▶ **What to work on**: Below is a set of records, and all of them should be retyped exactly, minus the pictures.

▶ **Data to examine**:
▶

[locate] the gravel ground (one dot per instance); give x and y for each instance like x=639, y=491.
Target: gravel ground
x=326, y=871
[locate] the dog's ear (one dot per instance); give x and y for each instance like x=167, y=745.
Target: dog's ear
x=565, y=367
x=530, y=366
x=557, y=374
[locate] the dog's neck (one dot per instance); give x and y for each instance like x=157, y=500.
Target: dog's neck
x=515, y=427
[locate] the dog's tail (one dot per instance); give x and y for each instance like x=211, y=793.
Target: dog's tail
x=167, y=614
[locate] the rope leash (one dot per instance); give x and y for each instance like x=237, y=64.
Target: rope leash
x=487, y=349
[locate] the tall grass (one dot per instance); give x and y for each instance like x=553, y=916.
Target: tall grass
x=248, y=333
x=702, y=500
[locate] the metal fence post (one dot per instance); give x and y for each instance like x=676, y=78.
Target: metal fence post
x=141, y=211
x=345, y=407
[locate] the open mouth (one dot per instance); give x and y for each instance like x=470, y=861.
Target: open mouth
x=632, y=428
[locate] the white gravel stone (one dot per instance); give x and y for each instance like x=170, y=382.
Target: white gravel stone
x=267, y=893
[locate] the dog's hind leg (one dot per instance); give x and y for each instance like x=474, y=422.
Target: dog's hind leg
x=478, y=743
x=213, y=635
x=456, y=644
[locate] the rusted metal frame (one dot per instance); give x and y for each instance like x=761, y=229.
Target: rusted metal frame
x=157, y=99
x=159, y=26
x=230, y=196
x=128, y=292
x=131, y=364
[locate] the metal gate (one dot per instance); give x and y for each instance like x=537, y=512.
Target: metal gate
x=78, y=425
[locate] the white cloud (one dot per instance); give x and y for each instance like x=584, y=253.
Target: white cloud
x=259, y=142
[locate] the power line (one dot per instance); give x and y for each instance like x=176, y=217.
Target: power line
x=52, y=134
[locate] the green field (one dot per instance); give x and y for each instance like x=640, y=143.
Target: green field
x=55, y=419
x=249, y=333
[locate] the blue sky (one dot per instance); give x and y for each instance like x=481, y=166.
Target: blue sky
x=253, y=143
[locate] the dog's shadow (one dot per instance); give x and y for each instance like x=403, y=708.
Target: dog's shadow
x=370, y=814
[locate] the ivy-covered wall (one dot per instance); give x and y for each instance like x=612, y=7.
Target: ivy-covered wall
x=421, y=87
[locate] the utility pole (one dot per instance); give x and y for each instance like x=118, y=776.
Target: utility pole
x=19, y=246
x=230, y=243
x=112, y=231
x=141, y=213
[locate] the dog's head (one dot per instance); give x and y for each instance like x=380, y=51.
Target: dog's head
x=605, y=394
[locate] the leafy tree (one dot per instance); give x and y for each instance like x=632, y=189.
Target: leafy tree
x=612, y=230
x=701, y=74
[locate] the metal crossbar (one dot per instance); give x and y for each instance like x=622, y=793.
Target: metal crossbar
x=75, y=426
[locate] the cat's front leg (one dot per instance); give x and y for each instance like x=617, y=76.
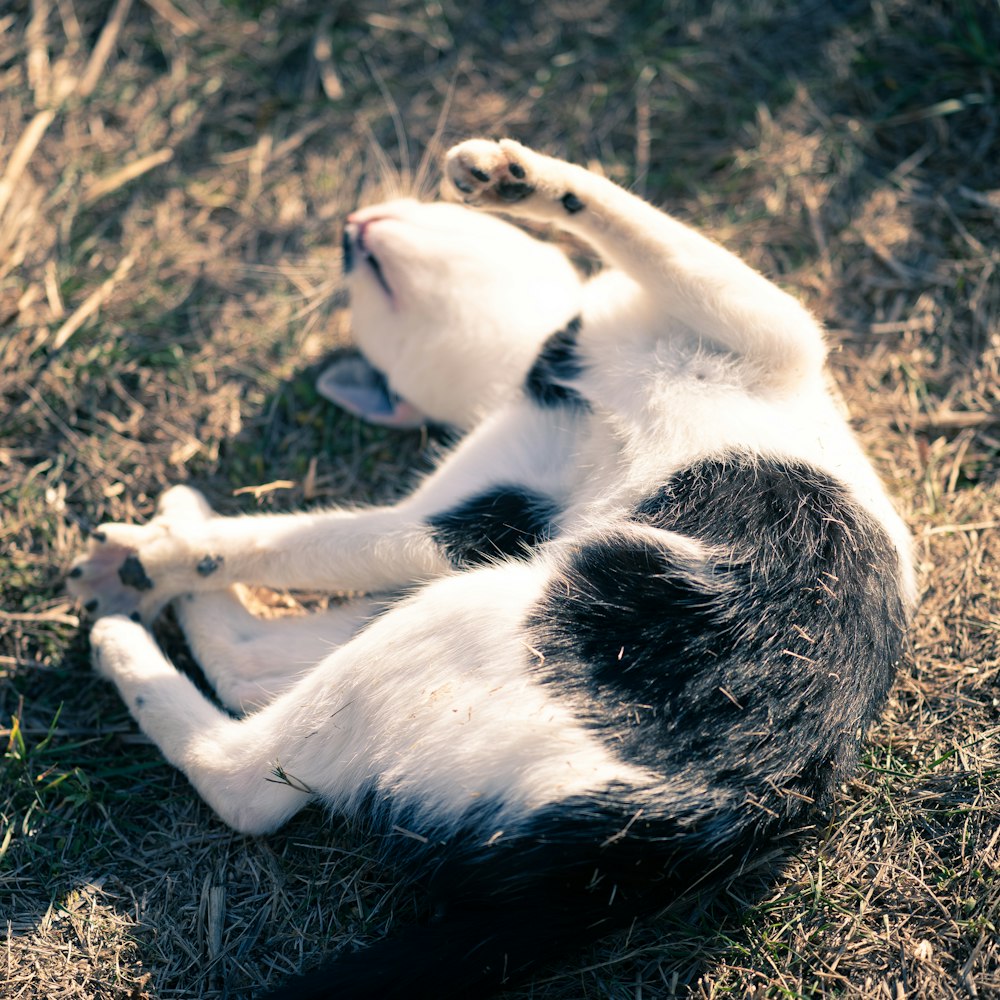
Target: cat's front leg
x=133, y=569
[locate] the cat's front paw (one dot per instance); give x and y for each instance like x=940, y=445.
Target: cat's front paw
x=132, y=569
x=490, y=172
x=507, y=175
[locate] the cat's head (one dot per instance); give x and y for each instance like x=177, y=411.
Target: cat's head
x=452, y=305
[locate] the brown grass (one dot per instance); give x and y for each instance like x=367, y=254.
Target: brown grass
x=172, y=174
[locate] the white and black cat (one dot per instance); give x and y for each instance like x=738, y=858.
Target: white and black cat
x=652, y=599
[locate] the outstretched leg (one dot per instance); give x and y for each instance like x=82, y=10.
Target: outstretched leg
x=431, y=709
x=693, y=279
x=135, y=569
x=249, y=660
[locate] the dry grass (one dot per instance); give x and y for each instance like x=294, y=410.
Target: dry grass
x=172, y=173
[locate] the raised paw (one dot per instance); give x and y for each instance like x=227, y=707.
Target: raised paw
x=510, y=176
x=133, y=570
x=481, y=170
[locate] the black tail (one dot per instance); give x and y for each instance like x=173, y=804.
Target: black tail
x=586, y=869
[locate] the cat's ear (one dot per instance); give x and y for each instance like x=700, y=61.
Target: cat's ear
x=354, y=385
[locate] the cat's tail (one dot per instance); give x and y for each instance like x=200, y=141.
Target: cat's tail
x=580, y=872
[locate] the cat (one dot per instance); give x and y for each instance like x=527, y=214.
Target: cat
x=626, y=637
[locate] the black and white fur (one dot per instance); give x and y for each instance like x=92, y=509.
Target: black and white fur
x=652, y=599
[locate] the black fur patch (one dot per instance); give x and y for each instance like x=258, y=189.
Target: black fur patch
x=347, y=247
x=557, y=364
x=504, y=522
x=208, y=565
x=572, y=203
x=133, y=574
x=756, y=668
x=512, y=191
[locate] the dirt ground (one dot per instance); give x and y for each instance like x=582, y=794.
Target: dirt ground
x=173, y=174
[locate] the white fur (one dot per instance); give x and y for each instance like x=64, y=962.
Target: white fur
x=434, y=704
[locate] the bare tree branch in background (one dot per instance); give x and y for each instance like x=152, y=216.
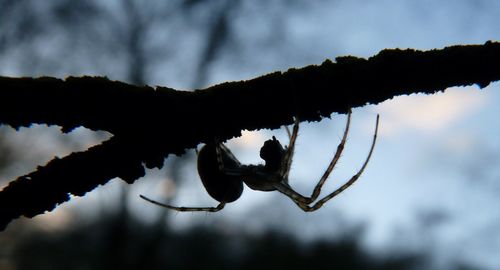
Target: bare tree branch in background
x=149, y=124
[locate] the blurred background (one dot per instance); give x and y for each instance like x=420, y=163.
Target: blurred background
x=429, y=198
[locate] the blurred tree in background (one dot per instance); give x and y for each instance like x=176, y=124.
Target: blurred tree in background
x=134, y=41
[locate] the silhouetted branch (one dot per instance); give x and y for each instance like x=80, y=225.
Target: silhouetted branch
x=148, y=124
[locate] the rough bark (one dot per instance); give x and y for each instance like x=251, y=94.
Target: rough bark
x=149, y=123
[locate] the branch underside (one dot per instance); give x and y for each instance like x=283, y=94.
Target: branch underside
x=148, y=124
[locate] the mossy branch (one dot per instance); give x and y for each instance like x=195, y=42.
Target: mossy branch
x=149, y=123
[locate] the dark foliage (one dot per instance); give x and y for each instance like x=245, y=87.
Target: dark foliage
x=149, y=124
x=112, y=245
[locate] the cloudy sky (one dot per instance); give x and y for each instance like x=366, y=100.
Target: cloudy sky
x=433, y=181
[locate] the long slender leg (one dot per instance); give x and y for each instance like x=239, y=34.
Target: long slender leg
x=186, y=209
x=351, y=181
x=287, y=160
x=340, y=148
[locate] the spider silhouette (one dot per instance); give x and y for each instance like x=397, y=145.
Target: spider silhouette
x=223, y=175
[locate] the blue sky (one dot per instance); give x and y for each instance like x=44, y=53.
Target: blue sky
x=433, y=181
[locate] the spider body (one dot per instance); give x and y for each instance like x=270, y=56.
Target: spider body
x=223, y=175
x=221, y=186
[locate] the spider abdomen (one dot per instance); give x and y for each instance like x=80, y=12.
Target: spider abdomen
x=219, y=185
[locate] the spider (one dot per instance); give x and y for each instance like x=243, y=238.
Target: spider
x=223, y=175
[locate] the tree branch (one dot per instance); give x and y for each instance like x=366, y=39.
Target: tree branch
x=148, y=124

◀

▶ **Answer area**:
[locate] the gravel ground (one dot per instance); give x and y for each instance like x=639, y=491.
Target: gravel ground
x=326, y=871
[locate] the dog's ear (one dot per instance); give x and y for each instance like x=167, y=745.
Target: dog's ear
x=565, y=367
x=530, y=366
x=557, y=374
[locate] the dog's neck (one dot per instance); give x and y for each instance like x=157, y=500.
Target: dog's neck
x=515, y=427
[locate] the dog's tail (one dot per instance); give x and y for each instance like x=211, y=793.
Target: dog's tail
x=167, y=614
[locate] the rope leash (one dot per instance); give x and y for each instance like x=237, y=64.
Target: rope leash
x=487, y=349
[locate] the tall grass (one dot per instance); give x and y for each instance like x=553, y=916.
Target: tall grass
x=248, y=333
x=702, y=500
[locate] the metal fence post (one dot per instance); give x and y for each instance like x=676, y=78.
Target: metal fence post
x=141, y=211
x=345, y=407
[locate] the open mouth (one dot per instance); give x and y for each instance like x=470, y=861.
Target: open mouth
x=632, y=428
[locate] the white gravel stone (one dot per instance); give x and y for each instance like x=170, y=382.
Target: white gravel stone
x=267, y=893
[locate] the dog's hind leg (one dot per instance); give x and y for each instance like x=474, y=422.
Target: dog's hind leg
x=478, y=743
x=213, y=635
x=456, y=644
[locate] the rusted metal frame (one dot per instance); give x and y for each instance like x=761, y=229.
Target: rusted metal frame
x=157, y=99
x=159, y=26
x=230, y=196
x=128, y=292
x=131, y=364
[locate] the metal gate (one dot per instance); give x and y for each instance like x=537, y=512.
Target: metal gate
x=78, y=425
[locate] the white cloud (one dot per instance); give x and y for each instance like x=584, y=253.
Target: white cloud
x=259, y=142
[locate] the power line (one dot per instance); give x and y for each instance like x=176, y=217.
Target: power line
x=52, y=134
[locate] the green field (one dot per instance); give x and y for each instance like x=640, y=143.
Target: green field
x=55, y=419
x=249, y=333
[locate] the blue sky (one dot per instance); give x and y for each instance like x=481, y=166.
Target: blue sky
x=253, y=143
[locate] the dog's shadow (one dot per instance); give x and y for each instance like x=403, y=708.
Target: dog's shadow
x=370, y=814
[locate] the ivy-covered wall (one dot per instance); give x and y for each instance like x=612, y=7.
Target: ivy-covered wall
x=421, y=87
[locate] the utility pole (one dot per instance); give x and y for each instance like x=118, y=776.
Target: utility pole
x=19, y=246
x=230, y=243
x=112, y=231
x=141, y=213
[locate] the dog's head (one dot per instance); give x and y for each instance like x=380, y=51.
Target: dog's head
x=605, y=394
[locate] the leafy tree (one dot per instance); give x and y for each instance like x=632, y=189.
Target: leafy tree
x=612, y=230
x=701, y=74
[locate] the metal crossbar (one dot per instance); give x and y for each instance like x=622, y=793.
Target: metal crossbar
x=75, y=426
[locate] the cat's front leg (one dot per instance); give x and y for each instance like x=617, y=76.
Target: cat's front leg
x=133, y=569
[locate] the cat's front paw (one dot per instance); give x and y for each instance like x=940, y=445.
Target: cat's front paw
x=132, y=569
x=490, y=172
x=507, y=175
[locate] the cat's head (one dot per instance); give x and y for each instance like x=177, y=411.
Target: cat's head
x=452, y=305
[locate] the brown grass (one dot per instance); give x and y for each instance like x=367, y=254.
Target: brown grass
x=172, y=174
[locate] the white and black cat (one dot per instance); give x and y for each instance like x=738, y=858.
Target: white and black cat
x=652, y=599
[locate] the outstretched leg (one dot per instance); give x and y for each instance like x=82, y=10.
Target: outstretched leg
x=431, y=709
x=693, y=279
x=135, y=569
x=249, y=660
[locate] the dry grass (one dot per instance); give x and y for each instance like x=294, y=410.
Target: dry grass
x=172, y=173
[locate] the raised paw (one dot per instance); give x and y for each instance like x=227, y=707.
Target: raised paw
x=510, y=176
x=133, y=570
x=481, y=170
[locate] the black tail (one dot per instance); give x and y for each instance like x=173, y=804.
Target: black tail
x=586, y=869
[locate] the cat's ear (one dot per instance); give x and y for each instance like x=700, y=61.
Target: cat's ear
x=354, y=385
[locate] the cat's tail (one dot per instance); give x and y for each instance like x=200, y=141.
Target: cat's tail
x=580, y=872
[locate] the cat (one dot per instance); give x and y for each instance like x=527, y=214.
Target: cat
x=626, y=637
[locate] the black and white fur (one dot per instance); give x and y for each instance like x=92, y=509.
Target: black and white fur
x=652, y=599
[locate] the black fur patch (one dot per instance); give x and y for each instance like x=258, y=189.
Target: black fur patch
x=347, y=247
x=557, y=364
x=504, y=522
x=208, y=565
x=572, y=203
x=133, y=574
x=756, y=668
x=512, y=191
[locate] the dirt ground (one dot per instance); give x and y for each instance like x=582, y=794.
Target: dirt ground
x=173, y=174
[locate] the white fur (one dot per instance); give x and y for each instance like x=64, y=962.
Target: white fur
x=434, y=704
[locate] the bare tree branch in background (one dot per instance); give x and y for each instance like x=152, y=216.
Target: bare tree branch in background
x=149, y=124
[locate] the blurred background (one dot per instance); give x and y for each instance like x=420, y=163.
Target: blurred background
x=429, y=198
[locate] the blurred tree in background (one dot per instance); give x and y for each instance like x=176, y=124.
Target: blurred tree in background
x=134, y=41
[locate] the silhouetted branch (one dot per instance); give x and y for each instance like x=80, y=225.
Target: silhouetted branch
x=148, y=124
[locate] the rough bark (one dot per instance); give x and y for each instance like x=251, y=94.
Target: rough bark
x=149, y=123
[locate] the branch underside (one dot per instance); give x and y for each instance like x=283, y=94.
Target: branch underside
x=148, y=124
[locate] the mossy branch (one dot per instance); give x and y for each instance like x=195, y=42.
Target: mossy branch
x=149, y=123
[locate] the dark foliage (one dot per instance); give x and y for each instance like x=245, y=87.
Target: dark foliage
x=149, y=124
x=112, y=245
[locate] the cloudy sky (one dot per instance); give x and y for each instance like x=366, y=100.
Target: cloudy sky
x=433, y=181
[locate] the long slender leg (one dot per instance); give x and y for each instance like x=239, y=34.
Target: long slender leg
x=186, y=209
x=351, y=181
x=287, y=160
x=340, y=148
[locate] the spider silhouette (one dot per instance); give x and y for each instance like x=397, y=145.
Target: spider silhouette
x=223, y=175
[locate] the blue sky (one dot per instance); give x and y for each instance like x=44, y=53.
Target: blue sky
x=433, y=181
[locate] the spider body (one dot per instance); give x and y for each instance like x=270, y=56.
Target: spider body
x=223, y=175
x=221, y=186
[locate] the spider abdomen (one dot per instance); give x and y for each instance like x=80, y=12.
Target: spider abdomen
x=219, y=185
[locate] the spider (one dot per instance); give x and y for each instance like x=243, y=238.
Target: spider
x=223, y=175
[locate] the tree branch (one dot per instance); give x and y for each instance like x=366, y=39.
Target: tree branch
x=148, y=124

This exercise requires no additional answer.